- Задание
Соберите из материала ниже все строки, где встречается строка "windshield", и перепишите каждую из них без изменений.

- Исходные данные
------
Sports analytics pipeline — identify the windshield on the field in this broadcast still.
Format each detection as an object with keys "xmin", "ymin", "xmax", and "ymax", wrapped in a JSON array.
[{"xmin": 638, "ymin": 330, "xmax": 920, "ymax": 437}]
------
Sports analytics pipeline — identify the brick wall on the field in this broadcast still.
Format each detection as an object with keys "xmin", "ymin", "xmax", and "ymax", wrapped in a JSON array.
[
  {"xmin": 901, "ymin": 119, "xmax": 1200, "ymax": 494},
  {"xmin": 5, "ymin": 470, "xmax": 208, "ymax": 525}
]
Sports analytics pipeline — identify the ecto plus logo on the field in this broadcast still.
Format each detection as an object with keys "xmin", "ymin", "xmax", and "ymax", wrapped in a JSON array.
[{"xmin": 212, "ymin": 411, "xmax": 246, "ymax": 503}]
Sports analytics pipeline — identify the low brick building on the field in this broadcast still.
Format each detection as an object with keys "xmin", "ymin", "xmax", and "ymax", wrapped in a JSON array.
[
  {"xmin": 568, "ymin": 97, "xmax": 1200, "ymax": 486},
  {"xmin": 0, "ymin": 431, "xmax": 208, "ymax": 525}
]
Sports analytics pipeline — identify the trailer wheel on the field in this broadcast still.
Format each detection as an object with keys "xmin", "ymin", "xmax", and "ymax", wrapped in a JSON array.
------
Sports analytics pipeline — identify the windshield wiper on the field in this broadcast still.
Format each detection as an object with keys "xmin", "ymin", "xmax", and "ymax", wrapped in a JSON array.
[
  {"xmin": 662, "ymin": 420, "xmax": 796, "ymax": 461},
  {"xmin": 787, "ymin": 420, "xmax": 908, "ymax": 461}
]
------
- Результат
Sports analytics pipeline — identify the windshield on the field in this broadcast still.
Sports analytics pipeline — identify the windshield wiper on the field in this broadcast still.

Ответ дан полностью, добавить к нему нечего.